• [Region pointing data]
+-------+

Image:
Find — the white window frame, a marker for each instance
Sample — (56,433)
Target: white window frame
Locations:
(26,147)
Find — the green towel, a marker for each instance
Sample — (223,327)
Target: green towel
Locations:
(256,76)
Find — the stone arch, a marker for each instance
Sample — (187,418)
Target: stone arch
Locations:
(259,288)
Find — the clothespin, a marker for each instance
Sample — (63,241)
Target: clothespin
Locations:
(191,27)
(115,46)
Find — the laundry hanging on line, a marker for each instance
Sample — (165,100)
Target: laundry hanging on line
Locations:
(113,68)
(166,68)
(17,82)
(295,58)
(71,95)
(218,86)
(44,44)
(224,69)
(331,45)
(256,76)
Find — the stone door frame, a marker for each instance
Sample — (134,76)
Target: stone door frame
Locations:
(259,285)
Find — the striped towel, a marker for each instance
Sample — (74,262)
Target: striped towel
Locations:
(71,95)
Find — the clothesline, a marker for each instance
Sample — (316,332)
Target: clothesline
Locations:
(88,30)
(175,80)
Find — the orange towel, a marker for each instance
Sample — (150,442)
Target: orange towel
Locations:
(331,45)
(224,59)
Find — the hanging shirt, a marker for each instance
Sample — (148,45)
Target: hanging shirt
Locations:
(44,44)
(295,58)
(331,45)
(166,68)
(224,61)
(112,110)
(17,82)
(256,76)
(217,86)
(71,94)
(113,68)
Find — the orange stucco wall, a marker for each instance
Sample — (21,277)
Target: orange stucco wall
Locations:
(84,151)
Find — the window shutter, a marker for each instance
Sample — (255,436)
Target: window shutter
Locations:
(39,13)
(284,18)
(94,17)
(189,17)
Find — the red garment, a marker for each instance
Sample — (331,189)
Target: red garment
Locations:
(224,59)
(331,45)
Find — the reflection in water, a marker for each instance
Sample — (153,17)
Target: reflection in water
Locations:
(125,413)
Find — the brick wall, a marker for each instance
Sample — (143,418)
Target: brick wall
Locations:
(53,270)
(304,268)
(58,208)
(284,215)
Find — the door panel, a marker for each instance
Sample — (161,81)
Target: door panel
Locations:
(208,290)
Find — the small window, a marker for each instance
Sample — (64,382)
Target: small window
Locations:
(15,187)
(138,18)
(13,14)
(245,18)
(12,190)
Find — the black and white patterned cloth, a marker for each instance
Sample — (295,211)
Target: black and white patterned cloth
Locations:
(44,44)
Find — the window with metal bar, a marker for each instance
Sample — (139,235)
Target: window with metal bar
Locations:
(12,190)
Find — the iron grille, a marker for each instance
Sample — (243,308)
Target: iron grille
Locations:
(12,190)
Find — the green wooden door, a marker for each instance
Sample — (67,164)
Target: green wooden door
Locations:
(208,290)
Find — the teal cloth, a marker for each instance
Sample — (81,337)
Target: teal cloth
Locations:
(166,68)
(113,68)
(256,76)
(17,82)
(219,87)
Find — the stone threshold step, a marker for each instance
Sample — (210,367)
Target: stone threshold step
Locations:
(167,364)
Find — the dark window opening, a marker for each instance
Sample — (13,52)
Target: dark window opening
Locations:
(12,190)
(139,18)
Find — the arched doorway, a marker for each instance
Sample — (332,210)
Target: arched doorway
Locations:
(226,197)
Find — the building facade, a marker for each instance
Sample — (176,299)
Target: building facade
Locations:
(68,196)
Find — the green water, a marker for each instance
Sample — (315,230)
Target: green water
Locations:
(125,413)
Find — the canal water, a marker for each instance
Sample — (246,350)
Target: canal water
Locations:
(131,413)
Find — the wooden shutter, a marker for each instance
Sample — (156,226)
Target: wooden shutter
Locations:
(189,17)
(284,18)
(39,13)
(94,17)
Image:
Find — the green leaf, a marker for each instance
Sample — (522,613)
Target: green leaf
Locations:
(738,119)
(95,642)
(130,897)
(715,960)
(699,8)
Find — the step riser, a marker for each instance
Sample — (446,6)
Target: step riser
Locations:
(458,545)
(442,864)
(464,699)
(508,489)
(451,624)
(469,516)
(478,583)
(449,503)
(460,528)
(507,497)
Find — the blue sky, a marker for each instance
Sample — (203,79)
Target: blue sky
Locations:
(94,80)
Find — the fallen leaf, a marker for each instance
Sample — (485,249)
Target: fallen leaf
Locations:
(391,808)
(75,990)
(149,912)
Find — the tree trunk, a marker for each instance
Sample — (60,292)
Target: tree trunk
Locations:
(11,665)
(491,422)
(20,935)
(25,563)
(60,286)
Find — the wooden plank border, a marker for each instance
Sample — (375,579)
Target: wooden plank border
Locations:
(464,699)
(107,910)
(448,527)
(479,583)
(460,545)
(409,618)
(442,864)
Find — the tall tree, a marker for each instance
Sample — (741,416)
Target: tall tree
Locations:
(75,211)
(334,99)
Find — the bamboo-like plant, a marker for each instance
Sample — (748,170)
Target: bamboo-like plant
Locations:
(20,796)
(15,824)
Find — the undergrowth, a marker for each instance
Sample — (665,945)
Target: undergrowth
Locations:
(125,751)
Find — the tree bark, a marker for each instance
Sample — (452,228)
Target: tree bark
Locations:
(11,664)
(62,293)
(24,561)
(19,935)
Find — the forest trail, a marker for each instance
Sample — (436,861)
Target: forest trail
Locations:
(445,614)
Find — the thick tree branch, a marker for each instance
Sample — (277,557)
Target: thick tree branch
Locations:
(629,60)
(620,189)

+-------+

• [Work to be completed] Please output all of the entries without changing a single character.

• [Answer space]
Image:
Find — the white window frame, a marker for each instance
Sample — (56,433)
Target: white window frame
Locations:
(26,147)
Find — the green towel, a marker for each instance
Sample — (223,327)
Target: green towel
Locations:
(256,76)
Find — the stone arch, a marker for each instance
Sample — (187,418)
Target: stone arch
Locations:
(259,288)
Find — the clothespin, a marker for each instance
Sample — (63,241)
Target: clothespin
Locations:
(191,27)
(115,46)
Find — the laundry hanging on line, a marker for each instance
Sample — (165,100)
Target: laundry hanging on line
Locations:
(113,68)
(166,68)
(17,82)
(295,58)
(71,95)
(218,86)
(44,44)
(224,69)
(331,45)
(256,76)
Find — the stone door frame, a marker for each instance
Sample — (134,76)
Target: stone door frame
Locations:
(259,285)
Find — the striped towel, a marker for each instance
Sample — (74,262)
Target: striped towel
Locations:
(71,95)
Find — the clothesline, a marker for each instance
Sample — (316,332)
Target: clothesline
Locations:
(88,30)
(175,80)
Find — the orange towel, a marker for each instance
Sample — (150,442)
Target: orange towel
Locations:
(331,45)
(224,59)
Find — the hanging shirt, a marker for each instance
Sample — (148,45)
Target: hanging shirt
Locations:
(44,44)
(295,58)
(331,45)
(166,68)
(224,61)
(112,110)
(17,82)
(256,76)
(217,86)
(71,94)
(113,68)
Find — the orange stucco wall, a marker for each instance
Sample — (21,277)
Target: orange stucco wall
Locations:
(84,151)
Find — the window shutter, a marker for each instance
Sample — (255,436)
Target: window shutter
Locations:
(39,13)
(284,18)
(94,17)
(189,17)
Find — the red garment, a marker for each instance
Sample — (331,189)
Target: red garment
Locations:
(224,59)
(331,45)
Find — the reflection in water, a marker for each instance
Sample — (153,17)
Target: reflection in water
Locations:
(125,413)
Find — the brick wall, a marker for each instance
Sample — (143,418)
Target: brick wall
Locations:
(53,270)
(304,268)
(58,208)
(284,215)
Find — the door panel, a marker for each instance
Sample — (161,81)
Target: door panel
Locations:
(208,290)
Find — the small window, a marker for each instance
Sample — (64,382)
Target: small window
Locations:
(15,187)
(138,18)
(13,14)
(245,18)
(12,190)
Find — the black and white patterned cloth, a marker for each instance
Sample — (295,211)
Target: black and white patterned cloth
Locations:
(44,44)
Find — the window with metal bar, a marker for each instance
Sample — (139,235)
Target: window with metal bar
Locations:
(12,190)
Find — the iron grille, a marker for each instance
Sample — (243,308)
Target: iron grille
Locations:
(12,190)
Find — the green wooden door, a marker for each instance
Sample — (67,164)
Target: green wooden door
Locations:
(208,290)
Find — the teal cloth, a marker for each instance
Sample — (81,337)
Target: teal cloth
Locations:
(166,68)
(113,68)
(256,76)
(17,82)
(219,87)
Find — the stone threshold step, a marker for each instance
Sample — (210,367)
Target: stone threshold step
Locations:
(167,364)
Find — the dark window opening, a marker for each instance
Sample — (13,52)
Target: dark window opening
Locations:
(12,190)
(139,18)
Find — the arched doorway, a marker for each instance
Sample — (332,210)
Target: arched doorway
Locations:
(226,197)
Find — the building facade, a marker for each instance
Sample — (176,299)
Target: building facade
Locations:
(68,196)
Find — the green water, a marker for each instance
Sample — (315,230)
Target: green water
Locations:
(125,413)
Find — the canal water, a marker for each instance
Sample — (246,350)
Target: canal water
Locations:
(131,413)
Find — the wooden shutter, a marker for each instance
Sample — (156,226)
Target: wooden shutter
Locations:
(189,17)
(284,18)
(39,13)
(94,17)
Image:
Find — the green leaf, a marker for each instance
Sample — (522,613)
Target: green leaf
Locations:
(738,119)
(95,642)
(130,897)
(715,960)
(699,8)
Find — the step riser, a marker for each instance
Sample — (446,6)
Target: step riser
Locations:
(458,545)
(442,864)
(464,699)
(508,489)
(451,624)
(469,516)
(478,583)
(449,503)
(460,528)
(507,497)
Find — the blue sky, a marker for each instance
Sample — (203,79)
Target: blue sky
Locations:
(94,80)
Find — the fallen leaf, a marker for each instance
Sample — (485,249)
Target: fallen leaf
Locations:
(391,808)
(75,990)
(149,912)
Find — the tree trunk, a marker for each instance
Sample — (60,292)
Target: tree trunk
Locations:
(11,665)
(491,422)
(20,935)
(25,563)
(60,286)
Find — the wooden plank border, a marker for each instance
Sample — (375,579)
Target: wooden plank border
Locations:
(464,699)
(107,910)
(448,527)
(479,583)
(460,545)
(409,618)
(442,864)
Find — the tall tree, a marker for each instance
Sample — (741,416)
Target: tall tree
Locations:
(75,211)
(334,99)
Find — the bamboo-like plant, a marker for each instance
Sample — (748,170)
Target: bamboo-like plant
Locations:
(20,796)
(15,824)
Find — the undergrowth, a marker for each instance
Sample — (665,945)
Target: undergrowth
Locations:
(125,751)
Find — the tree bark, a marker for each instance
Sample — (452,228)
Target: tree bark
Locations:
(11,664)
(62,293)
(24,561)
(19,935)
Find — the forest trail, a marker for each instance
Sample — (436,861)
Target: forest trail
Locations:
(445,614)
Find — the thick tree branch, a marker for each instance
Sample — (277,557)
Target: thick tree branch
Locations:
(629,60)
(620,189)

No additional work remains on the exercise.